** BEGIN **

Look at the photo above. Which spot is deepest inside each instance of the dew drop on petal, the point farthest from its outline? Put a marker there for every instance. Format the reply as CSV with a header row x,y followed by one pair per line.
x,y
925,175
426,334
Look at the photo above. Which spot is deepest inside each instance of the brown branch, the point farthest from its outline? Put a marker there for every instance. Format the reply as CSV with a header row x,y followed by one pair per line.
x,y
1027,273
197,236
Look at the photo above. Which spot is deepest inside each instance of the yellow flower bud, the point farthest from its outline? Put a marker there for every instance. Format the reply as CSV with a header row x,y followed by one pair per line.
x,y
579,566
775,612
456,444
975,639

** END **

→ **AIM OF THE EXERCISE**: Write out every line of the entries above as a numbered list, omitting any blank lines.

→ **PROBLEM SOLUTION**:
1. Look at the photo above. Which spot is deepest inside each instance of the dew drop on petal, the point farthest from its outline? Put a marker there for every instance. Format the reply as CSV with a header row x,y followed by one pair per line.
2. x,y
3. 925,175
4. 426,334
5. Look at the photo above. Which spot is deepest inside each instance of the brown branch, the point farthest from its outline? Put a marker there for every instance. Format the reply as CSV with a header row x,y followed by one pair per line.
6. x,y
7. 1027,273
8. 197,236
9. Look at the photo above. Which spot is deepest inside each instance of the yellow flower bud, the point farthest from its outline? Put a marker there for every instance. Format the reply as CSV with a header row x,y followed by one pair per line.
10. x,y
11. 579,566
12. 775,612
13. 456,444
14. 975,639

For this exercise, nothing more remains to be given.